* [SUPPLIED PASSAGE]
This is a big spike from when the ARI last gauged Canadians' mood at the end of November. The economy jumped as an issue by 10 percentage points since then (rising to 59 per cent in Alberta, where the energy industry has taken a downturn), while concern about jobs and unemployment was up four points.
The issue that dropped by the wayside was terrorism and security, which fell to nine per cent from 21 per cent in less than three months.
The previous survey was conducted in the wake of the terrorist attacks in Paris. The latest numbers were collected in the midst of the Liberals announcing their change of course for the mission against the Islamic State in Iraq and Syria.
The poll found that 32 per cent of Canadians felt that Trudeau was best suited to deal with the economy. He was followed by Rona Ambrose, the interim Conservative leader, at 21 per cent, and NDP Leader Tom Mulcair at 12 per cent.
Just under a third of those polled felt that none of them were best suited to deal with the economy, or were not sure.

* [GIVEN DATA]
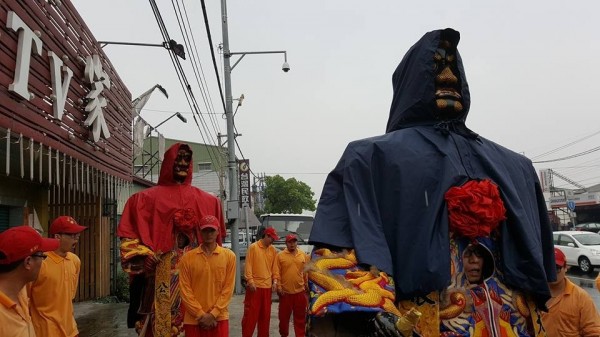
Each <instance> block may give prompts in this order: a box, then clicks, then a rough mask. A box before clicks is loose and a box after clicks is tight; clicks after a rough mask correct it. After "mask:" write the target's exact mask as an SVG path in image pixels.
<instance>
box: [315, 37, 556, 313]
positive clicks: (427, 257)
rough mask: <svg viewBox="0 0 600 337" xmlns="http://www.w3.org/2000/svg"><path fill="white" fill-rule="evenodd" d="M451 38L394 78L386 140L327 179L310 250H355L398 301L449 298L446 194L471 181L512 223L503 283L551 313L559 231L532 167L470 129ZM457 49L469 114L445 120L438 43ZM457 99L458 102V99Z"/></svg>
mask: <svg viewBox="0 0 600 337" xmlns="http://www.w3.org/2000/svg"><path fill="white" fill-rule="evenodd" d="M459 38H460V35H459V33H458V32H457V31H454V30H452V29H445V30H436V31H432V32H429V33H427V34H425V35H424V36H423V37H422V38H421V40H419V41H418V42H417V43H416V44H415V45H414V46H413V47H412V48H411V49H410V50H409V51H408V53H407V54H406V55H405V56H404V59H403V60H402V62H401V63H400V65H399V66H398V68H397V69H396V71H395V72H394V75H393V86H394V98H393V101H392V106H391V109H390V116H389V120H388V124H387V130H386V134H385V135H382V136H377V137H373V138H367V139H362V140H357V141H354V142H351V143H350V144H349V145H348V146H347V148H346V150H345V151H344V154H343V155H342V158H341V159H340V161H339V163H338V164H337V166H336V167H335V169H334V170H333V171H332V172H331V173H330V174H329V176H328V177H327V180H326V182H325V186H324V188H323V193H322V195H321V199H320V200H319V205H318V208H317V213H316V217H315V222H314V226H313V229H312V232H311V235H310V242H311V243H312V244H315V245H317V246H327V247H340V248H354V249H355V251H356V255H357V257H358V260H359V261H360V262H361V263H364V264H367V265H373V266H376V267H377V268H379V269H380V270H382V271H385V272H386V273H388V274H391V275H393V277H394V281H395V283H396V296H397V299H398V300H402V299H411V298H414V297H417V296H424V295H426V294H429V293H430V292H432V291H435V290H442V289H444V288H446V287H447V286H448V285H449V282H450V255H449V232H448V211H447V207H446V202H445V199H444V194H445V193H446V192H447V191H448V189H450V188H451V187H453V186H460V185H462V184H464V183H465V182H467V181H468V180H473V179H490V180H492V181H493V182H494V183H495V184H496V185H498V188H499V190H500V193H501V197H502V200H503V202H504V206H505V207H506V210H507V212H506V217H507V219H506V220H505V221H504V222H502V223H501V224H500V226H499V231H500V232H499V234H500V241H499V247H498V249H499V251H500V254H501V256H502V260H501V262H500V265H499V266H498V267H499V269H500V272H501V274H502V275H503V277H504V280H503V281H504V282H505V283H506V284H508V285H509V286H511V287H513V288H514V289H519V290H521V291H524V292H526V293H529V294H531V295H534V297H535V300H536V303H537V304H538V305H540V306H541V307H545V306H544V303H545V301H546V300H547V299H548V298H549V297H550V292H549V289H548V285H547V281H548V280H555V278H556V276H555V266H554V251H553V241H552V230H551V226H550V223H549V219H548V215H547V210H546V204H545V201H544V197H543V195H542V190H541V188H540V184H539V181H538V178H537V175H536V172H535V169H534V167H533V165H532V163H531V161H530V160H529V159H527V158H526V157H524V156H522V155H519V154H517V153H515V152H513V151H511V150H508V149H506V148H504V147H502V146H500V145H498V144H496V143H494V142H492V141H489V140H487V139H485V138H483V137H481V136H479V135H477V134H476V133H474V132H472V131H471V130H469V129H468V128H467V127H466V126H465V120H466V116H467V113H468V111H469V105H470V95H469V87H468V85H467V80H466V77H465V72H464V69H463V66H462V60H461V58H460V55H459V54H458V51H457V50H456V45H457V44H458V40H459ZM442 40H449V41H451V42H452V44H453V46H454V55H455V57H456V59H455V60H454V62H455V66H454V68H455V69H454V73H455V74H456V77H457V79H458V80H457V83H456V84H457V85H456V88H457V89H456V92H457V94H459V95H460V103H461V104H462V110H460V111H458V112H455V113H450V114H448V113H440V109H439V106H438V105H436V95H437V94H438V93H439V91H438V92H436V90H438V89H436V76H438V75H439V69H438V65H437V63H436V61H435V60H434V57H437V56H436V52H439V50H440V49H439V48H440V41H442ZM457 96H458V95H457Z"/></svg>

* [CHECK YOUR UNDERSTANDING]
a – Translate this sentence from the poll passage into Spanish: "The issue that dropped by the wayside was terrorism and security, which fell to nine per cent from 21 per cent in less than three months."
b – Quote the records word for word, starting at their beginning and stopping after the line that contains "rough mask: <svg". Leave the pictures out.

* [ANSWER LIST]
a – El tema que quedó en el camino fue el terrorismo y la seguridad, que cayó del 21 por ciento al nueve por ciento en menos de tres meses.

b –
Each <instance> block may give prompts in this order: a box, then clicks, then a rough mask. A box before clicks is loose and a box after clicks is tight; clicks after a rough mask correct it. After "mask:" write the target's exact mask as an SVG path in image pixels.
<instance>
box: [315, 37, 556, 313]
positive clicks: (427, 257)
rough mask: <svg viewBox="0 0 600 337" xmlns="http://www.w3.org/2000/svg"><path fill="white" fill-rule="evenodd" d="M451 38L394 78L386 140L327 179L310 250H355L398 301L449 298L446 194L471 181L512 223L503 283L551 313L559 231L532 167L470 129ZM457 49L469 114L445 120L438 43ZM457 99L458 102V99Z"/></svg>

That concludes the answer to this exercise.